** PASSAGE GIVEN **
☆ ☆ ☆ ☆ ☆
Tokyo Damage Report

books I wish existed

 
 
1) A list of all the ways that all major religions exploit loopholes in their own rules in order to “outwit God.” Like how Muslims can get killed for adultery, but can enter into a “short-term marriage contract” and thus fuck a hooker in a holy way. See also: all the ways that businesses in strict Islamic-law countries try to get around the seems-pretty-fucking-straightforward-to-me prohibition against charging interest. Or how Orthodox Jews can’t work on the Sabbath but they can hire a Gentile to throw light switches for them. Or how they have a rule against taking a baby outside on the Sabbath but if they string a long wire around their entire neighborhood, that somehow counts as “one big house” so they can bring their baby outside to visit friends. Unless some non-Jewish person in the neighborhood cuts the wire that runs through her backyard, in which case I guess all the babies go to hell? I love the idea that an all-powerful, all-knowing deity can be caught in a loophole of a law He created. “Shit! Not only did I see that loophole in My law, I’m somehow powerless to punish the mortals for clearly violating the spirit of My commands!” So fucking weird how religious people love to fuck around the God they so admire.
☆ ☆ ☆ ☆ ☆
List every religious rule that the blog entry describes people working around. The material below the blog entry comes from a separate source.

(Saved entries)
☆ ☆ ☆ ☆ ☆
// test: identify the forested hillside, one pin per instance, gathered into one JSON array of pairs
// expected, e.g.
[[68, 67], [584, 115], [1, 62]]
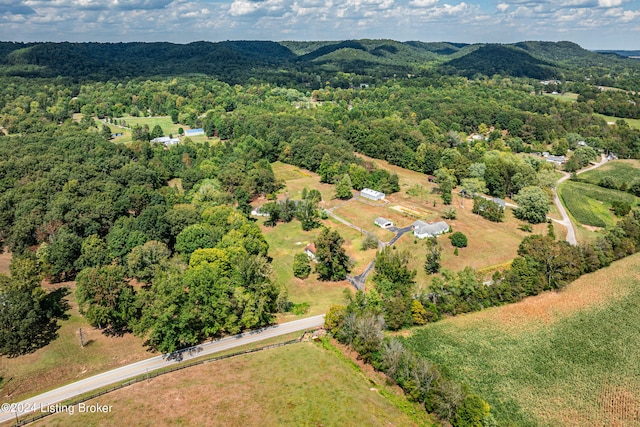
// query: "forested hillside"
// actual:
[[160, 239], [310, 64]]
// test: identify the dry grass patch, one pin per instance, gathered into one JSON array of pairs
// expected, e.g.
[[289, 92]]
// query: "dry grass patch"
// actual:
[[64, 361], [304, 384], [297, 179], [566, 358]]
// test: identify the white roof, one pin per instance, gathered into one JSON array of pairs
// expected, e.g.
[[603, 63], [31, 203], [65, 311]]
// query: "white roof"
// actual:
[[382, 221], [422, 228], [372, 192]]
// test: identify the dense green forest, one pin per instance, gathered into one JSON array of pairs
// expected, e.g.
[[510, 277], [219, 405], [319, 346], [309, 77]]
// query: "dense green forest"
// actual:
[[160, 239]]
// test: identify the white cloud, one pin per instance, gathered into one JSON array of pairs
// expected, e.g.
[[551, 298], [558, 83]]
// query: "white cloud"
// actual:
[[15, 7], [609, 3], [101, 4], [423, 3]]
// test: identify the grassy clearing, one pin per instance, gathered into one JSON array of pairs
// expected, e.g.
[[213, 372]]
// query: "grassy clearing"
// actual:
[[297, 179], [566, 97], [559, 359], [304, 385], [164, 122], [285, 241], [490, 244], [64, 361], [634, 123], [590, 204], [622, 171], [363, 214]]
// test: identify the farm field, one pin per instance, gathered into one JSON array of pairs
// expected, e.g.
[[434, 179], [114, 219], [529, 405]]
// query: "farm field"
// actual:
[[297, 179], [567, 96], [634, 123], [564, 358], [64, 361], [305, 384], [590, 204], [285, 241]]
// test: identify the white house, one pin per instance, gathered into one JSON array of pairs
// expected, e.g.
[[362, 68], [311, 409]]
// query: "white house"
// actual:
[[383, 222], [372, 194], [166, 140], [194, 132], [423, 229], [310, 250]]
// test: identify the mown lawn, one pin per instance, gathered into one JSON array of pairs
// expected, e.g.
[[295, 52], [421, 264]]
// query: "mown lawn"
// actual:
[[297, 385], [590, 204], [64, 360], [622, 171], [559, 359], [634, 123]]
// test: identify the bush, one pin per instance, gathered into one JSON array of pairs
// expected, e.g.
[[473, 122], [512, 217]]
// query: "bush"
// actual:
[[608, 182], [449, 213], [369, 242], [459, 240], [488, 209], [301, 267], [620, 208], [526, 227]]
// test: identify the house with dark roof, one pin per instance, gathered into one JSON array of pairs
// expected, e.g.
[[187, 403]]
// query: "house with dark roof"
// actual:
☆ ☆ ☆ ☆ ☆
** EXERCISE RESULT **
- Muslims can be killed for adultery.
- Businesses in strict Islamic-law countries are prohibited from charging interest.
- Orthodox Jews can't work on the Sabbath.
- Orthodox Jews have a rule against taking a baby outside on the Sabbath.